# The request:
Reproduce every line of the data below verbatim, keeping the original order.

[Dataset records]
Begin

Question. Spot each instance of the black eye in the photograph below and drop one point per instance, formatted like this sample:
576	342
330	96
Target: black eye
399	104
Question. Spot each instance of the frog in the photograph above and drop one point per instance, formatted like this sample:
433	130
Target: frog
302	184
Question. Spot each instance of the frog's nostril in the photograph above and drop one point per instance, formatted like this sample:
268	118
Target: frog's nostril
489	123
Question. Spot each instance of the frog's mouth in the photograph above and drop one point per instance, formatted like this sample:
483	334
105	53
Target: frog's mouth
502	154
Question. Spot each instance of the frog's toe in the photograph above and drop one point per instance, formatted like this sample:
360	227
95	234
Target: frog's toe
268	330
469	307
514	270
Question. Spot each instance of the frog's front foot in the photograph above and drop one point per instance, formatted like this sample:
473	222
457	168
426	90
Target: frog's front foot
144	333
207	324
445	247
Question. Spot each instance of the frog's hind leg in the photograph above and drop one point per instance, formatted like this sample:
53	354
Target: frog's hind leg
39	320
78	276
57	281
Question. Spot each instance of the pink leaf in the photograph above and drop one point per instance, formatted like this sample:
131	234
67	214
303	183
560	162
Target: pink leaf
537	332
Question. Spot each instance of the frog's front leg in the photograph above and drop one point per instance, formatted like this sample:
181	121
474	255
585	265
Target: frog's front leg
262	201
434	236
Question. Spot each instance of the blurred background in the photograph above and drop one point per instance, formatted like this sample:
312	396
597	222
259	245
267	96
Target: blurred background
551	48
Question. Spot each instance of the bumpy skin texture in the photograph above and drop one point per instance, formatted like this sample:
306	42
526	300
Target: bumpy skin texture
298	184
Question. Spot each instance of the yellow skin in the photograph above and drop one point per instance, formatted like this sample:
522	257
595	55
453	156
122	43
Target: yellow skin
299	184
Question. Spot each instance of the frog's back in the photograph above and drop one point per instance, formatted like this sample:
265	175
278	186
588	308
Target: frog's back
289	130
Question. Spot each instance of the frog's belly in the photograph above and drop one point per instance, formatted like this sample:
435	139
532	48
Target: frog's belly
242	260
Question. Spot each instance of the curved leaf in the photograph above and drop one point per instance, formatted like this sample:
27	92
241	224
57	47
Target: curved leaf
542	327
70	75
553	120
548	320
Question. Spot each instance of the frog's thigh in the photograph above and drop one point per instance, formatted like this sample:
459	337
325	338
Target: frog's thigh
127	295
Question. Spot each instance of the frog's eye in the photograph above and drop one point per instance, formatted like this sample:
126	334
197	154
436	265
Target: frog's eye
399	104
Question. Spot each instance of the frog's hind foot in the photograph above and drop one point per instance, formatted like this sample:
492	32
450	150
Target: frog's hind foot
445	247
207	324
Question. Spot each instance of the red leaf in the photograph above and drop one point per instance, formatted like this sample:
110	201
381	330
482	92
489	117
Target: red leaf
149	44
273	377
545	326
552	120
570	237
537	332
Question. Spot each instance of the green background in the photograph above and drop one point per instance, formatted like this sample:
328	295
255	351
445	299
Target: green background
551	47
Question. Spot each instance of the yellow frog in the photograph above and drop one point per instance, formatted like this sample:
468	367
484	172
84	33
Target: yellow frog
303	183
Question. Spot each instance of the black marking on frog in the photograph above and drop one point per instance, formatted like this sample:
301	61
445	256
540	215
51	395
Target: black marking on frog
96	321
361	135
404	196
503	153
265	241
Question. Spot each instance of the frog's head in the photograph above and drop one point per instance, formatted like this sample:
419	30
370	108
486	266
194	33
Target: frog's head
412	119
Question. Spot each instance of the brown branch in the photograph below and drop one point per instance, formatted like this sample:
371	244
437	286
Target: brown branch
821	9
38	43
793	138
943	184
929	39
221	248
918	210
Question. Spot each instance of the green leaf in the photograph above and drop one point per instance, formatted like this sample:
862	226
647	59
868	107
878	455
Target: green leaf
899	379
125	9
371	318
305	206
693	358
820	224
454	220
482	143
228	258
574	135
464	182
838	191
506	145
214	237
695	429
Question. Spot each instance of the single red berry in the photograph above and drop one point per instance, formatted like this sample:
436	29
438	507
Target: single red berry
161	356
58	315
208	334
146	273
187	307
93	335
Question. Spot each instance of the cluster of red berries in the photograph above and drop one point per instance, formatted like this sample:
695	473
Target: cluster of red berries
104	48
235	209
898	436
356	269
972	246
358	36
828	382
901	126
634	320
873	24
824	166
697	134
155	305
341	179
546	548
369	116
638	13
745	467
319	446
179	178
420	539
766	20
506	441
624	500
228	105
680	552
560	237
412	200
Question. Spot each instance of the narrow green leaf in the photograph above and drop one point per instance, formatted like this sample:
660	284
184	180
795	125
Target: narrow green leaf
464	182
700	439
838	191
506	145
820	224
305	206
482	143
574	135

End

# Complete output:
Question. Spot each instance of the black eye in the photograph below and drop one point per instance, formatted like this sample:
576	342
330	96
Target: black eye
399	104
Question. Spot each instance of the frog in the photograph above and drop one point per instance, formatted like this sample:
433	130
Target: frog
302	184
Question. Spot each instance of the frog's nostril in the photograph above and drop one point per instance, formatted like this sample:
268	118
Target: frog's nostril
489	123
Question. Spot each instance of the frog's mouth in the photograph above and drop one point per instance, formatted like this sample:
483	334
105	53
Target: frog's mouth
502	154
Question. Spot each instance of the frog's toe in the photograph above and drop one point per instance, formatted like this sample:
360	227
95	234
Target: frog's toe
268	330
469	307
514	270
Question. Spot each instance of the frog's front foot in the photograph above and drop one point per instance, formatted like this sample:
473	222
457	168
426	90
Target: frog's front foot
144	333
207	324
445	247
Question. Spot each instance of the frog's hind leg in the photograph above and drop one point per instance, formatted like this sample:
53	354
Target: frog's hind leg
39	320
78	276
57	281
Question. Spot each instance of the pink leaf in the photograph above and drop one point per instance, formatted like this sample:
131	234
67	214
303	183
560	162
Target: pink leaf
537	332
Question. Spot each instance of the frog's front leg in the photograph above and drop one point per instance, formatted like this sample:
181	121
474	255
585	265
Target: frog's front leg
262	201
434	236
Question. Spot each instance of the blurred background in the photograph above and drop one point per instance, formatted like this sample:
312	396
597	222
259	245
267	96
Target: blurred background
551	48
Question. Spot each instance of the bumpy skin texture in the photograph above and drop one point per instance, formatted like this sample:
306	42
526	300
Target: bumpy skin texture
298	184
Question. Spot each instance of the yellow skin in the photograph above and drop one point per instance, formatted like this sample:
522	257
595	55
453	156
122	43
Target: yellow skin
299	184
Question. Spot each instance of the frog's back in the photograph above and drop one point per instance, formatted like this sample:
265	175
278	186
588	308
Target: frog's back
289	130
Question. Spot each instance of the frog's belly in the photograph above and drop one point per instance, formatted like this sample:
435	139
532	48
Target: frog's belly
242	260
Question. Spot each instance of the curved leaf in the photograph above and drop one point per instance, formatted like this sample:
27	92
241	224
57	47
Target: curved leaf
542	327
70	75
553	120
548	320
Question. Spot each instance of the frog's thigh in the photograph above and drop one point per instance, formatted like this sample:
459	337
325	338
Target: frog's thigh
127	295
Question. Spot each instance of the frog's eye in the photograph above and drop one point per instance, formatted like this sample:
126	334
197	154
436	265
Target: frog's eye
399	104
Question. Spot each instance of the frog's hind foot in the photograph above and drop one point per instance, formatted like this sample:
492	32
450	150
Target: frog's hind foot
445	247
207	324
Question. Spot each instance of the red leaf in the photograph above and drop one point per instance, formatted like this sample:
110	201
381	330
482	92
489	117
Target: red leaf
149	44
273	377
545	326
552	120
570	237
537	332
Question. Spot each instance of the green background in the photograph above and drop one point per instance, formatted like this sample:
328	295
255	351
445	299
Target: green background
551	47
Question. Spot each instance of the yellow frog in the photograph above and drop one point per instance, formatted like this sample:
468	367
484	172
84	33
Target: yellow frog
303	183
Question. Spot each instance of the black marking on frog in the photograph above and drop one point per instance, formatted like this sample:
301	61
445	256
540	215
51	395
Target: black marking on frog
96	321
361	135
404	196
503	153
265	241
Question. Spot each instance of the frog's head in the photograph above and drop one point per instance, formatted like this sample:
419	30
370	108
486	266
194	33
Target: frog's head
412	119
Question. Spot each instance of the brown branch in the photograph below and drop one point per instance, formatted like this sample:
371	244
437	286
Target: brown branch
821	9
38	43
793	138
943	184
929	39
221	248
918	210
Question. Spot each instance of the green leaf in the photograph above and drop one point per instance, formatted like this sample:
862	226
647	59
868	107
878	455
Target: green leaf
899	379
125	9
371	318
305	206
693	358
820	224
454	220
482	143
228	258
574	135
464	182
838	191
506	145
214	237
695	429
Question. Spot each instance of the single red berry in the photograph above and drop one point per instance, formatted like this sample:
436	29
438	507
Target: single red berry
161	356
58	315
208	334
146	273
187	307
93	335
Question. Spot each instance of the cluster of red berries in the photograph above and drop one point per instance, formatted like this sample:
695	473
Target: cluster of red berries
104	48
235	209
898	436
356	269
972	246
358	36
828	382
901	126
634	320
873	24
824	166
697	134
155	305
341	179
546	548
369	116
638	13
745	467
319	446
179	178
420	539
766	20
506	441
624	500
228	105
680	552
560	237
412	200
Question. Spot each instance of the narrow green leaf in the photograph above and drop one point per instance, formatted like this sample:
660	284
184	180
795	125
Target: narrow green leaf
464	182
700	439
838	191
506	145
820	224
305	206
482	143
574	135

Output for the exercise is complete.